■ Exercise ■
Count the lines below that contain the word "dark", and state only that number.

■ Records to process ■
-- Opening Marker --

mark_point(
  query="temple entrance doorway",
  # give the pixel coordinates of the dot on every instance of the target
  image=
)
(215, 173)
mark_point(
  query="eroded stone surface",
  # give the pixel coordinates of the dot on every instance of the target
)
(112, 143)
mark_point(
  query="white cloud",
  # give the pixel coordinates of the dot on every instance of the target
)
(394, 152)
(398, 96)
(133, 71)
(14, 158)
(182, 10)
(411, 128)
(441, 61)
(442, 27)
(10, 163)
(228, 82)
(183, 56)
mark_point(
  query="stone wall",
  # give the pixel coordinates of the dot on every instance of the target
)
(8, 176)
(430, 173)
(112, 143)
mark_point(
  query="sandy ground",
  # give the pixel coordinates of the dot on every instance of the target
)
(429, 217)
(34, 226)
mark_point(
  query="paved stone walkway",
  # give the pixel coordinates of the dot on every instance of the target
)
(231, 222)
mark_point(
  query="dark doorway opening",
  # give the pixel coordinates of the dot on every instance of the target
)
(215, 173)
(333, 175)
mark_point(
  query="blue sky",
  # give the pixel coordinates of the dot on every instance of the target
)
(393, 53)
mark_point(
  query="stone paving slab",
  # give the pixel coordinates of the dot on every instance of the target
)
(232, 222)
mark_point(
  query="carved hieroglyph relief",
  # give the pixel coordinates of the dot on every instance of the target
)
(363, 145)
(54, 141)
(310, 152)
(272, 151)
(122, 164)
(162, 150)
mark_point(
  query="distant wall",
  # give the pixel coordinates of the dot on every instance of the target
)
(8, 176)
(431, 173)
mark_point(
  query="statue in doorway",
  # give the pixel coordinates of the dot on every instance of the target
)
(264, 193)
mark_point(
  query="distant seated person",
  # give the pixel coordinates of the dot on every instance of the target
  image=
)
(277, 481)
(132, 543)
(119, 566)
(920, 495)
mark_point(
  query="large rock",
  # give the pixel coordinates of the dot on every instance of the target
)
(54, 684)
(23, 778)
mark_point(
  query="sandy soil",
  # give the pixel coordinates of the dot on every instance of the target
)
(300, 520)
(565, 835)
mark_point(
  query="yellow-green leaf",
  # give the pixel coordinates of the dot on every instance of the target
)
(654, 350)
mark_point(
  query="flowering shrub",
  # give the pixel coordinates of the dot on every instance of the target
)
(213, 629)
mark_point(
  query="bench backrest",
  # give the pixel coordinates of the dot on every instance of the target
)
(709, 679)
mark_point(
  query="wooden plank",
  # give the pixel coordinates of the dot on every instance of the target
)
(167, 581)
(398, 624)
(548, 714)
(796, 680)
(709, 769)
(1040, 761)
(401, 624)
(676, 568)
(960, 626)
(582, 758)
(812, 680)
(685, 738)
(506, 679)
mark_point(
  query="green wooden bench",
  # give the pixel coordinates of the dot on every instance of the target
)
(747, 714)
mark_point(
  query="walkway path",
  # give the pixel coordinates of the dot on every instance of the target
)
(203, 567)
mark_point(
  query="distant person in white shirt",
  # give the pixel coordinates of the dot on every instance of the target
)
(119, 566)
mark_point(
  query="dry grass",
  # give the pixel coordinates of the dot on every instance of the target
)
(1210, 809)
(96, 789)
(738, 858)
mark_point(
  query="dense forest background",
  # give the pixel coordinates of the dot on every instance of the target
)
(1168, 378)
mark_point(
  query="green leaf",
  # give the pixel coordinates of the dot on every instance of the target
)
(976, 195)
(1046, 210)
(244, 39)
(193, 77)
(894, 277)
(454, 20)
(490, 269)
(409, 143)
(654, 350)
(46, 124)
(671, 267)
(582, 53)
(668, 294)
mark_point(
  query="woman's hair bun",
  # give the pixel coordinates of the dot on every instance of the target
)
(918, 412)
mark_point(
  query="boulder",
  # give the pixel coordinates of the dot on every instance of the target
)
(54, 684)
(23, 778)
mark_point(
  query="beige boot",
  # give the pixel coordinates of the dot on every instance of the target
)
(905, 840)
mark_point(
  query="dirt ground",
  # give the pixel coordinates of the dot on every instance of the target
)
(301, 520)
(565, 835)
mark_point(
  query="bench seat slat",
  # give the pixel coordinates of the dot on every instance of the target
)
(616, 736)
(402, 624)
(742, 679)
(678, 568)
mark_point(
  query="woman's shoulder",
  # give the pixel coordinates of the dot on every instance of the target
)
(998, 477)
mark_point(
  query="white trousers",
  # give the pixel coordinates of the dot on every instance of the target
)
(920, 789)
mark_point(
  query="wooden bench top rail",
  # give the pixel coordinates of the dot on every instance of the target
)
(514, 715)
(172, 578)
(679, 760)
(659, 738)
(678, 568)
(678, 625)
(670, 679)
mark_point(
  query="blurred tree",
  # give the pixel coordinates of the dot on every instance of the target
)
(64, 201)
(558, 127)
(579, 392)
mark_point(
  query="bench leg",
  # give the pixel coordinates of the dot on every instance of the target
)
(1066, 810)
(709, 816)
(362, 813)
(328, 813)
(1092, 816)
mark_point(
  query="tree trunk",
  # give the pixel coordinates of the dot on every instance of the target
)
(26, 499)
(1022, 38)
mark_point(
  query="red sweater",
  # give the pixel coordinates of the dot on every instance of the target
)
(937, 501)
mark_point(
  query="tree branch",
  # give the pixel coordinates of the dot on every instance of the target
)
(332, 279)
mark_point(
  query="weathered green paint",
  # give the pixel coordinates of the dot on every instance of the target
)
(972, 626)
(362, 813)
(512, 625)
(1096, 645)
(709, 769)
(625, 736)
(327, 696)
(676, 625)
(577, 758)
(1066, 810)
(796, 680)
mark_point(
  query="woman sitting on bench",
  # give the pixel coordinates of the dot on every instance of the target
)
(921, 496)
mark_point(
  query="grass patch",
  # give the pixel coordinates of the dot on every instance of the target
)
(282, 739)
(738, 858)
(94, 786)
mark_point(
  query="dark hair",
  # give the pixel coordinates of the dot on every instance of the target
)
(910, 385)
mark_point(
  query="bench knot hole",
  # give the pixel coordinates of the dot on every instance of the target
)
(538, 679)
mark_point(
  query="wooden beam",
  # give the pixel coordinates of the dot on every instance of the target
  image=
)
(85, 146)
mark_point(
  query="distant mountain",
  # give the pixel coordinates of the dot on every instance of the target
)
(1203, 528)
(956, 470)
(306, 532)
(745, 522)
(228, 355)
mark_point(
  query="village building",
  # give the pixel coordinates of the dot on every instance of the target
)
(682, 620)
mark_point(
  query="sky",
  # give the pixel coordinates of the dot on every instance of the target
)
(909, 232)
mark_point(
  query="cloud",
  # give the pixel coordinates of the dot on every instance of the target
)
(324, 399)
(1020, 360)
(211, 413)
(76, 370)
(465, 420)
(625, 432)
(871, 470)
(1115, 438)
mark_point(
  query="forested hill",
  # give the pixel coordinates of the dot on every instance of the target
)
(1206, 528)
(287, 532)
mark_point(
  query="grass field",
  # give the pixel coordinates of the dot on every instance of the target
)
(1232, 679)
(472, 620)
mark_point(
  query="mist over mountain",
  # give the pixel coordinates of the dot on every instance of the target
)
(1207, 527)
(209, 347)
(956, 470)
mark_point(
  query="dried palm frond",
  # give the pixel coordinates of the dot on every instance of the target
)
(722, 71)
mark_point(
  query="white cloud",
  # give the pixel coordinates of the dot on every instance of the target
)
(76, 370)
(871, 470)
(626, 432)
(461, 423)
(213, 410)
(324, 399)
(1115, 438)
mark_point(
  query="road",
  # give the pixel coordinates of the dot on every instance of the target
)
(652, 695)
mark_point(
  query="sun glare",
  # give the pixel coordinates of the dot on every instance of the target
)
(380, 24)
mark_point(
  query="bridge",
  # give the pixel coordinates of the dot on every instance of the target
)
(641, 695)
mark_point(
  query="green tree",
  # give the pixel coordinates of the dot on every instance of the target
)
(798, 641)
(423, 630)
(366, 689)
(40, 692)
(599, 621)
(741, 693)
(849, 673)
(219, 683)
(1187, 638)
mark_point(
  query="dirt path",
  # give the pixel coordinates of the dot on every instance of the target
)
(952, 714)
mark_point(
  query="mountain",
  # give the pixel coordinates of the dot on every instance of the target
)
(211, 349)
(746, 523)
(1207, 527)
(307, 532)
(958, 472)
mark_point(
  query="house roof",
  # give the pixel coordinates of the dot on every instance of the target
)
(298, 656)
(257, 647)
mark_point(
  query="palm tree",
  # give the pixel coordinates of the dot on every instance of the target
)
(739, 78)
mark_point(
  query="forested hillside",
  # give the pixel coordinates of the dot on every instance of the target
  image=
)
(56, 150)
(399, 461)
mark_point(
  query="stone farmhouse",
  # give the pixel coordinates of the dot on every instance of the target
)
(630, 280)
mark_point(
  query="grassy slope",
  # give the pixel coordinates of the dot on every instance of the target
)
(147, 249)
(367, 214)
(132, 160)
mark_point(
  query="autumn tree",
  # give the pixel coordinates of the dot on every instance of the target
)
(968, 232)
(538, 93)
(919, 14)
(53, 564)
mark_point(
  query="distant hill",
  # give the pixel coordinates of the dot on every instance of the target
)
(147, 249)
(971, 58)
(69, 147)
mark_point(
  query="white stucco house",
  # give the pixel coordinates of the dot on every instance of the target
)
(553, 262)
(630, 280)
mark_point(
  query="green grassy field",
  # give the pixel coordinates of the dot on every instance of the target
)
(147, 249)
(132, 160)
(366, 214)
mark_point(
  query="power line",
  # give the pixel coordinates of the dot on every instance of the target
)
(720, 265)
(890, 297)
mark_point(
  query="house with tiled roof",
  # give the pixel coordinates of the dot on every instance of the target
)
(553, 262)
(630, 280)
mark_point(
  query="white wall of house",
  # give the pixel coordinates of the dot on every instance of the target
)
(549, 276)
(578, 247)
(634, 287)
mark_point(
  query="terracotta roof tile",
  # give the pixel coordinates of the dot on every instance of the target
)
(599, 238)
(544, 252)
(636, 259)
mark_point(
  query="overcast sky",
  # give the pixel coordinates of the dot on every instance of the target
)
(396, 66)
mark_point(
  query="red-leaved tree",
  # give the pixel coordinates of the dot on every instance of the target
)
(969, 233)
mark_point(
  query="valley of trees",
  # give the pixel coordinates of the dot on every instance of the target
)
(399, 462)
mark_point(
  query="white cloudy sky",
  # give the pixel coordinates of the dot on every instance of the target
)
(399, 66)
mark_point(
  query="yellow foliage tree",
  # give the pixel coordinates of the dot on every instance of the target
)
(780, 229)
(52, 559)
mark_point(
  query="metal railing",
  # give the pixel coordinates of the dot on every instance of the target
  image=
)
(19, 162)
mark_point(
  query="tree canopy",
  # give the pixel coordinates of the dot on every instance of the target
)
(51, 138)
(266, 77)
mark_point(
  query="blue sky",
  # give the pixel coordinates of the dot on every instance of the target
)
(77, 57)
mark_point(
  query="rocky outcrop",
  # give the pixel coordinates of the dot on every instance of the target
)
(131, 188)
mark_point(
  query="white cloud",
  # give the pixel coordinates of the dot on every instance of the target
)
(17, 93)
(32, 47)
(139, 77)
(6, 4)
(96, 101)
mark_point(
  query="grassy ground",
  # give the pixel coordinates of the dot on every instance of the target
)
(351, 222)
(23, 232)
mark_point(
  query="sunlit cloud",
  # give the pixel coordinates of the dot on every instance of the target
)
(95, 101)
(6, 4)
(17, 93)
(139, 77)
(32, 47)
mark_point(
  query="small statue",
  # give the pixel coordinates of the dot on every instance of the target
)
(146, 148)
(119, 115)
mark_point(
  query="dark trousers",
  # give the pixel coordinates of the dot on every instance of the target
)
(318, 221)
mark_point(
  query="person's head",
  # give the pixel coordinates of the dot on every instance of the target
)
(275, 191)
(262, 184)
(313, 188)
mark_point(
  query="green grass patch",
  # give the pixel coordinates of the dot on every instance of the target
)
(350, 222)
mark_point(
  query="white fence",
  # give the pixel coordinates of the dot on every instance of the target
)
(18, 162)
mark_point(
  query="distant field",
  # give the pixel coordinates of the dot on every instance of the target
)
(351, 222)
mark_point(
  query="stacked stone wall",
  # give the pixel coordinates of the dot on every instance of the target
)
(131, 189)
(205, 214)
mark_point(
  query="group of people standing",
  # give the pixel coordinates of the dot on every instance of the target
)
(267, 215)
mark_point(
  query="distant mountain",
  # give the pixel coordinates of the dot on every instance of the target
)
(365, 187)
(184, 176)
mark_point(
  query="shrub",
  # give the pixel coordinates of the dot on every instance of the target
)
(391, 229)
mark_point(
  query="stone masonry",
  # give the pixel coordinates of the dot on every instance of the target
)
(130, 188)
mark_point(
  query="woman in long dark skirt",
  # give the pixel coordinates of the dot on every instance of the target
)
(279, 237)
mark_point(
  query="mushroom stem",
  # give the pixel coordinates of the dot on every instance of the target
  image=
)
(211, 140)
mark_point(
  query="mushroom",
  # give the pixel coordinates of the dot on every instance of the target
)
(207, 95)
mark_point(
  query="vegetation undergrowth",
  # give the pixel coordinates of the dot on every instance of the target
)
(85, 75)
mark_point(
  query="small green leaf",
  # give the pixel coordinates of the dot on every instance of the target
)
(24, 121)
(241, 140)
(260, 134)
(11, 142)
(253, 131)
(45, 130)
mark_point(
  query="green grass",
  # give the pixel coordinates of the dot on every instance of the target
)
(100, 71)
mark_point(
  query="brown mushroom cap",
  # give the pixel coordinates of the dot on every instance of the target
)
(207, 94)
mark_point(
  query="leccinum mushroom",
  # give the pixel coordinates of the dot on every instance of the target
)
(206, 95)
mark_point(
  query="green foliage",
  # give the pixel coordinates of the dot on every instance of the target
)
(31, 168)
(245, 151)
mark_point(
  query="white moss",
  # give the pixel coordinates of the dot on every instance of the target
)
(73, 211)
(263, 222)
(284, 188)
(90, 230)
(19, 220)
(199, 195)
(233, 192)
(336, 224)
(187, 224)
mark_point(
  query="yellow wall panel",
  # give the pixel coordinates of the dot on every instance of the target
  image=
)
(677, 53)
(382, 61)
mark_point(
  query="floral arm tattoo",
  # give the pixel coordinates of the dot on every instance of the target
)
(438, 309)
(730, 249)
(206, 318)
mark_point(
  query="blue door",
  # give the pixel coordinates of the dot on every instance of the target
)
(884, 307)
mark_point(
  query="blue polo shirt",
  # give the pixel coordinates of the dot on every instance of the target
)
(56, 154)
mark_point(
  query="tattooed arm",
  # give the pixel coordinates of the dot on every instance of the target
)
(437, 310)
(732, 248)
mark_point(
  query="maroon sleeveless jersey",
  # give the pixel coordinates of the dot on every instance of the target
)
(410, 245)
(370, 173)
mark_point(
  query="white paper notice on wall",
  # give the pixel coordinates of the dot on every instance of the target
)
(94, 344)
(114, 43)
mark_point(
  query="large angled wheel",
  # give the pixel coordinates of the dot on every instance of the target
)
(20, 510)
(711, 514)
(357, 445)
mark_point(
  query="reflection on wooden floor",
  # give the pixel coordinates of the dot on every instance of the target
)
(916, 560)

-- Closing Marker --

■ Final answer ■
4